Your answer should hold all lines of the entries that include the word "logo".
*** Opening Entries provided ***
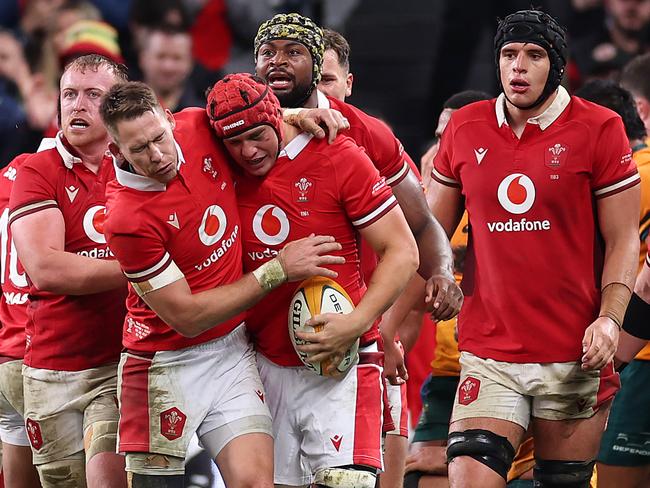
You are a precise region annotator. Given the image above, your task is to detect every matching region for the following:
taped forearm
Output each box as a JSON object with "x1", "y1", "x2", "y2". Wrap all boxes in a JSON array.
[{"x1": 599, "y1": 282, "x2": 633, "y2": 329}]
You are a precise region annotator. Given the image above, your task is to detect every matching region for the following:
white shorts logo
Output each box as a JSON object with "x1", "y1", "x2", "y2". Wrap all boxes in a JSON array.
[
  {"x1": 82, "y1": 205, "x2": 107, "y2": 244},
  {"x1": 199, "y1": 205, "x2": 227, "y2": 246},
  {"x1": 252, "y1": 205, "x2": 290, "y2": 246},
  {"x1": 497, "y1": 173, "x2": 535, "y2": 215}
]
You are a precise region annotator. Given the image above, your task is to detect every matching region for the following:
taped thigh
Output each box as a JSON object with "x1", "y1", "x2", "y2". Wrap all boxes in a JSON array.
[
  {"x1": 313, "y1": 465, "x2": 377, "y2": 488},
  {"x1": 84, "y1": 419, "x2": 118, "y2": 461},
  {"x1": 126, "y1": 452, "x2": 185, "y2": 476},
  {"x1": 36, "y1": 451, "x2": 86, "y2": 488}
]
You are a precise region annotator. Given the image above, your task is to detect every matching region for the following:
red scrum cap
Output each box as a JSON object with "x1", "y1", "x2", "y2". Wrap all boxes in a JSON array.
[{"x1": 206, "y1": 73, "x2": 283, "y2": 144}]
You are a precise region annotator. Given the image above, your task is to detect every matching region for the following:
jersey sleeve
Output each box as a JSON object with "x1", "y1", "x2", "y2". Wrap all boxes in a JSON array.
[
  {"x1": 105, "y1": 211, "x2": 184, "y2": 298},
  {"x1": 333, "y1": 141, "x2": 398, "y2": 229},
  {"x1": 343, "y1": 102, "x2": 413, "y2": 186},
  {"x1": 431, "y1": 116, "x2": 461, "y2": 188},
  {"x1": 591, "y1": 116, "x2": 640, "y2": 199},
  {"x1": 8, "y1": 158, "x2": 58, "y2": 225}
]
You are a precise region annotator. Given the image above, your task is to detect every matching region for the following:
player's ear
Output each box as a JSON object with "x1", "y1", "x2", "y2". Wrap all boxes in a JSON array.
[
  {"x1": 346, "y1": 73, "x2": 353, "y2": 98},
  {"x1": 165, "y1": 109, "x2": 176, "y2": 130},
  {"x1": 108, "y1": 142, "x2": 123, "y2": 161}
]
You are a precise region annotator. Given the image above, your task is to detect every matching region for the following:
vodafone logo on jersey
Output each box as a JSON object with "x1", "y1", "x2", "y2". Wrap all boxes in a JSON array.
[
  {"x1": 497, "y1": 173, "x2": 535, "y2": 215},
  {"x1": 488, "y1": 174, "x2": 551, "y2": 233},
  {"x1": 253, "y1": 205, "x2": 290, "y2": 246},
  {"x1": 199, "y1": 205, "x2": 227, "y2": 246},
  {"x1": 83, "y1": 205, "x2": 107, "y2": 244}
]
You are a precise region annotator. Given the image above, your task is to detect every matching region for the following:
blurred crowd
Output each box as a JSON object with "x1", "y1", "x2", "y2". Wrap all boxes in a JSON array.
[{"x1": 2, "y1": 0, "x2": 650, "y2": 169}]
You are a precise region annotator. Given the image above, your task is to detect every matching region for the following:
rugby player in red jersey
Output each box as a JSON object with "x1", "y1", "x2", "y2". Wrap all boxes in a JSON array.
[
  {"x1": 253, "y1": 13, "x2": 462, "y2": 323},
  {"x1": 316, "y1": 28, "x2": 410, "y2": 488},
  {"x1": 429, "y1": 10, "x2": 640, "y2": 488},
  {"x1": 207, "y1": 72, "x2": 418, "y2": 488},
  {"x1": 9, "y1": 54, "x2": 129, "y2": 488},
  {"x1": 99, "y1": 81, "x2": 346, "y2": 488},
  {"x1": 0, "y1": 154, "x2": 41, "y2": 488}
]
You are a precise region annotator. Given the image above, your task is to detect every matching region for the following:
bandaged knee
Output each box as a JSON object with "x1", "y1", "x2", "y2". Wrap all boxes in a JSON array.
[
  {"x1": 447, "y1": 429, "x2": 515, "y2": 480},
  {"x1": 126, "y1": 452, "x2": 185, "y2": 476},
  {"x1": 84, "y1": 419, "x2": 118, "y2": 461},
  {"x1": 403, "y1": 470, "x2": 425, "y2": 488},
  {"x1": 533, "y1": 459, "x2": 595, "y2": 487},
  {"x1": 128, "y1": 472, "x2": 185, "y2": 488},
  {"x1": 313, "y1": 466, "x2": 377, "y2": 488},
  {"x1": 37, "y1": 451, "x2": 86, "y2": 488}
]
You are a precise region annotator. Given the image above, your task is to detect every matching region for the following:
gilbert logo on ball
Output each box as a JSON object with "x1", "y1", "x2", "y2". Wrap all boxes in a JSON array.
[{"x1": 289, "y1": 276, "x2": 359, "y2": 376}]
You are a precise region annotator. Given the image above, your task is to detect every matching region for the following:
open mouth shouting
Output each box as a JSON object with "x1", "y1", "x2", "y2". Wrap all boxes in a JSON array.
[
  {"x1": 267, "y1": 70, "x2": 294, "y2": 90},
  {"x1": 68, "y1": 117, "x2": 91, "y2": 131}
]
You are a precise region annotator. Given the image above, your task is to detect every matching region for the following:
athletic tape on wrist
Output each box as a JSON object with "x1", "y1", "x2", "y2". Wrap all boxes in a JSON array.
[
  {"x1": 282, "y1": 108, "x2": 305, "y2": 126},
  {"x1": 599, "y1": 282, "x2": 633, "y2": 330},
  {"x1": 252, "y1": 258, "x2": 287, "y2": 291}
]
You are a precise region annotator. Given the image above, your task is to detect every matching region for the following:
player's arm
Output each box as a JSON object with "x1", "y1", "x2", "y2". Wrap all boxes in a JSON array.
[
  {"x1": 616, "y1": 252, "x2": 650, "y2": 363},
  {"x1": 391, "y1": 171, "x2": 462, "y2": 320},
  {"x1": 283, "y1": 107, "x2": 350, "y2": 144},
  {"x1": 11, "y1": 208, "x2": 126, "y2": 295},
  {"x1": 582, "y1": 184, "x2": 641, "y2": 370},
  {"x1": 296, "y1": 206, "x2": 419, "y2": 372},
  {"x1": 136, "y1": 235, "x2": 344, "y2": 338},
  {"x1": 379, "y1": 273, "x2": 427, "y2": 384}
]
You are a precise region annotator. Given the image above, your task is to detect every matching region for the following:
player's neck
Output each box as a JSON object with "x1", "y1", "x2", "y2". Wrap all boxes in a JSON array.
[
  {"x1": 73, "y1": 138, "x2": 110, "y2": 174},
  {"x1": 281, "y1": 121, "x2": 301, "y2": 146},
  {"x1": 302, "y1": 90, "x2": 319, "y2": 108},
  {"x1": 505, "y1": 90, "x2": 558, "y2": 138}
]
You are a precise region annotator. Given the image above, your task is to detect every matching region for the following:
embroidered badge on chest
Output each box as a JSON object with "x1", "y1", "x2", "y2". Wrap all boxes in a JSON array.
[
  {"x1": 292, "y1": 177, "x2": 314, "y2": 203},
  {"x1": 202, "y1": 155, "x2": 219, "y2": 179},
  {"x1": 545, "y1": 143, "x2": 569, "y2": 168}
]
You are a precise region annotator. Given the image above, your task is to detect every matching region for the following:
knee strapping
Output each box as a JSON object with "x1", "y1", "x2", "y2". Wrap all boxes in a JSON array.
[
  {"x1": 84, "y1": 420, "x2": 118, "y2": 461},
  {"x1": 37, "y1": 451, "x2": 86, "y2": 488},
  {"x1": 447, "y1": 429, "x2": 515, "y2": 480},
  {"x1": 314, "y1": 466, "x2": 377, "y2": 488},
  {"x1": 403, "y1": 471, "x2": 425, "y2": 488},
  {"x1": 533, "y1": 459, "x2": 595, "y2": 487},
  {"x1": 127, "y1": 473, "x2": 185, "y2": 488},
  {"x1": 126, "y1": 453, "x2": 185, "y2": 476}
]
*** Closing Entries provided ***
■ **Output for this exercise**
white shorts logo
vodafone logo on jersey
gilbert logo on ball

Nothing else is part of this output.